**What is expected**
Write out everything from the line "[detect] bus door" down to the end of the records, with every line kept. Add -93 to each box coordinate in the answers and leave the rest unchanged.

**Records supplied**
[start]

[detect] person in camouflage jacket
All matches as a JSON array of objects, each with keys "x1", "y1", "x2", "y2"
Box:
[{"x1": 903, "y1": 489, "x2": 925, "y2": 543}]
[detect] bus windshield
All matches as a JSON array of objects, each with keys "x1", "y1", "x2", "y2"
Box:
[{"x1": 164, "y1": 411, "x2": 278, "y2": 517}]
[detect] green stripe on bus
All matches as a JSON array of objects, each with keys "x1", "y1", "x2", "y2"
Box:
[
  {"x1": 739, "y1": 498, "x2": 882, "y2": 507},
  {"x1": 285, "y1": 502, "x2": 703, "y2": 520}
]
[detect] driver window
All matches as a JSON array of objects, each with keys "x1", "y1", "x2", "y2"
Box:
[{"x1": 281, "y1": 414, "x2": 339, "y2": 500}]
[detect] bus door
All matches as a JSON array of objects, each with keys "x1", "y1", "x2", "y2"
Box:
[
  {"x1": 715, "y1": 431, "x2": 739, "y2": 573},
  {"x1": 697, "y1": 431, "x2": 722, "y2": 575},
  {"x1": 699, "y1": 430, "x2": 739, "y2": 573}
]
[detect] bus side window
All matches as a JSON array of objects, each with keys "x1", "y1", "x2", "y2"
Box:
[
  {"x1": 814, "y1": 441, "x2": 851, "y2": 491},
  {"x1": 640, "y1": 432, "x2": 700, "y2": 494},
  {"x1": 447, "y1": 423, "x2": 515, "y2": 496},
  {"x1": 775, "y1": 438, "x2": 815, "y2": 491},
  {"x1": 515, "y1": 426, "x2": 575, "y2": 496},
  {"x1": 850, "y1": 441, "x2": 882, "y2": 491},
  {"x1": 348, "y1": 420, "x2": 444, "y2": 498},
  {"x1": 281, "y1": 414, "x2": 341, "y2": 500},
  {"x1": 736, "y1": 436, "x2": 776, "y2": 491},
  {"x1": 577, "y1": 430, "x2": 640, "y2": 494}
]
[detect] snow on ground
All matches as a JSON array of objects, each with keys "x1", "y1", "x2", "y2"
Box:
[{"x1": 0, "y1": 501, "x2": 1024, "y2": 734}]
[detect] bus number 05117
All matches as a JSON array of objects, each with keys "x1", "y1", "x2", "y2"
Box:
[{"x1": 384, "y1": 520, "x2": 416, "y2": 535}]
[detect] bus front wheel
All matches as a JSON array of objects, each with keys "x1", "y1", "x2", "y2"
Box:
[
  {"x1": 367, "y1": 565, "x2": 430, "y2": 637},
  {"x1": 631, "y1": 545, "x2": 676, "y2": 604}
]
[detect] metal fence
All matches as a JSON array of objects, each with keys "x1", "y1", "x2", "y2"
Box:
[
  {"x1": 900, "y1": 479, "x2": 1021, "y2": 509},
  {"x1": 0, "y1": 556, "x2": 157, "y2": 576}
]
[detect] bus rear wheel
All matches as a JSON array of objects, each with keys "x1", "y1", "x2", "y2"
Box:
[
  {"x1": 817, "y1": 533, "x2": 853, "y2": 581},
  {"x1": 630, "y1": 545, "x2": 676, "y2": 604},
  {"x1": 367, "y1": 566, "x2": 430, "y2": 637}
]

[end]

**Exercise response**
[detect] bus door
All matches as a JSON array of objects, each with keys "x1", "y1", "x2", "y2"
Box:
[
  {"x1": 622, "y1": 338, "x2": 646, "y2": 480},
  {"x1": 604, "y1": 338, "x2": 629, "y2": 482},
  {"x1": 606, "y1": 337, "x2": 646, "y2": 480}
]
[detect] bus side window
All matches as a JSON array of objects, each with keys "x1", "y1", "x2", "y2"
Box:
[
  {"x1": 721, "y1": 348, "x2": 758, "y2": 398},
  {"x1": 547, "y1": 339, "x2": 607, "y2": 401},
  {"x1": 354, "y1": 330, "x2": 422, "y2": 403},
  {"x1": 682, "y1": 345, "x2": 722, "y2": 398},
  {"x1": 422, "y1": 333, "x2": 482, "y2": 403},
  {"x1": 757, "y1": 348, "x2": 789, "y2": 398},
  {"x1": 255, "y1": 327, "x2": 351, "y2": 405},
  {"x1": 188, "y1": 321, "x2": 248, "y2": 407},
  {"x1": 643, "y1": 343, "x2": 683, "y2": 398},
  {"x1": 484, "y1": 337, "x2": 547, "y2": 401}
]
[detect] snow on ground
All matches as a JSON array of objects, each with keys "x1", "y1", "x2", "y2"
Box:
[{"x1": -93, "y1": 408, "x2": 931, "y2": 641}]
[detect] bus number 05117
All matches as a JSON array of objects, each with keys "x1", "y1", "x2", "y2"
Box:
[{"x1": 291, "y1": 427, "x2": 323, "y2": 442}]
[detect] bus front wheel
All matches as a JSON array of objects, each with keys "x1", "y1", "x2", "y2"
Box:
[
  {"x1": 274, "y1": 472, "x2": 337, "y2": 544},
  {"x1": 538, "y1": 452, "x2": 583, "y2": 511}
]
[detect] metal fence
All matches as a JSON array of objects, each with keys "x1", "y1", "x2", "y2"
Box:
[
  {"x1": 807, "y1": 386, "x2": 928, "y2": 416},
  {"x1": -93, "y1": 463, "x2": 64, "y2": 483}
]
[detect] bus rear wheel
All matches as a JSON array of objects, each with keys "x1", "y1", "x2", "y2"
Box:
[
  {"x1": 724, "y1": 440, "x2": 760, "y2": 488},
  {"x1": 537, "y1": 452, "x2": 583, "y2": 511},
  {"x1": 274, "y1": 473, "x2": 337, "y2": 544}
]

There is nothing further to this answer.